_QUOTED PASSAGE_:
'''

Truenat, a molecular test to diagnose pulmonary and extrapulmonary TB and rifampicin-resistant TB, has high diagnostic accuracy, says WHO. Truenat was developed in India. It can be used as an initial and point-of-care tool for diagnosing TB at primary, community health centres.
In a Rapid Communication published on January 14, the World Health Organization (WHO) has mentioned that the India-made Truenat MTB, a molecular test to diagnose pulmonary and extrapulmonary TB and rifampicin-resistant TB, has high diagnostic accuracy.
Truenat MTB has “high diagnostic accuracy as initial test to diagnose TB and to sequentially detect rifampicin resistance”, says the WHO Communication. Truenat MTB will be used as an initial test to diagnose TB thus replacing sputum smear microscopy.
Truenat is developed by the Goa-based Molbio Diagnostics. The company was provided with technical assistance and resources by the Foundation for Innovative New Diagnostics (FIND) to help commercialise Truenat. ICMR had assessed and validated the diagnostic tool.
“Truenat will be cheaper per test than Xpert. The equipment and cartridges cost more in the case of Xpert,” says Prof. Balaram Bhargava, Director-General of ICMR. “Truenat is robust and most suited for Indian conditions.”
“With its better sensitivity, Truenat can be used as the initial tool for TB diagnosis,” says Prof. Bhargava.
Besides other studies, a multi-centric, prospective field evaluation study was carried out in four countries — India, Ethiopia, Peru, Papua-New Guinea — involving 744 participants, with final results on bacteriological culture.
While sputum microscopy has only about 50% sensitivity, Truenat has been found to have higher sensitivity and specificity. According to WHO, the overall sensitivity of the Truenat MTB assay is 83% and specificity is 99%. In the case of Truenat MTBPlus, which uses two targets to diagnose TB bacteria, the sensitivity increases to 89% and the specificity is 98%.
In comparison, Xpert, which is also a molecular diagnostic test and has been widely used across the world, the sensitivity is 85% and specificity is 98%.

'''

_DATASET EXCERPT_:

'''

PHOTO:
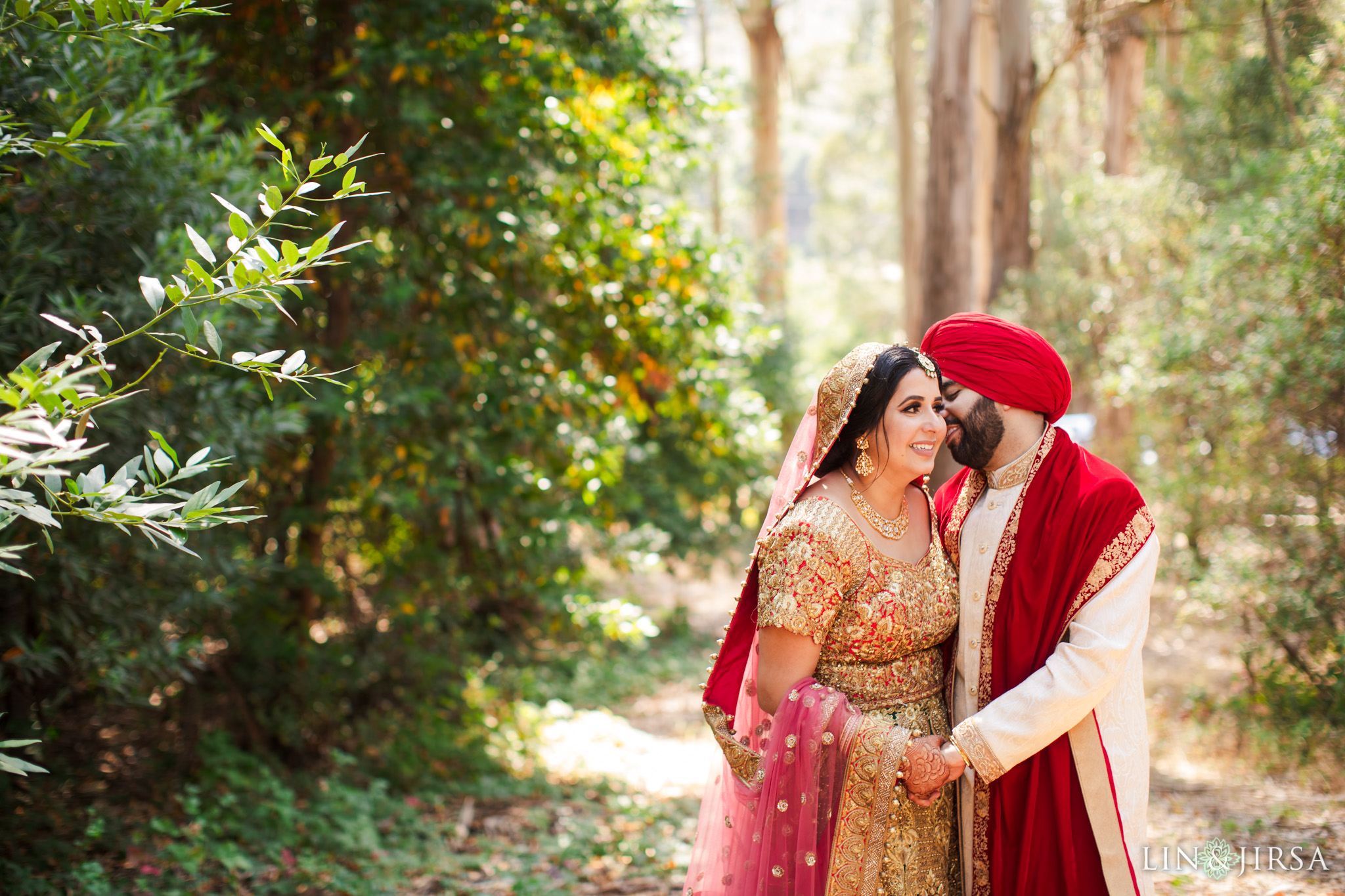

'''

_REQUIRED ACTION_:
Name every country where the multi-centric field evaluation study described in the Truenat article was carried out. Rely only on the Truenat article to answer.

_SOLUTION BELOW_:
India, Ethiopia, Peru, Papua-New Guinea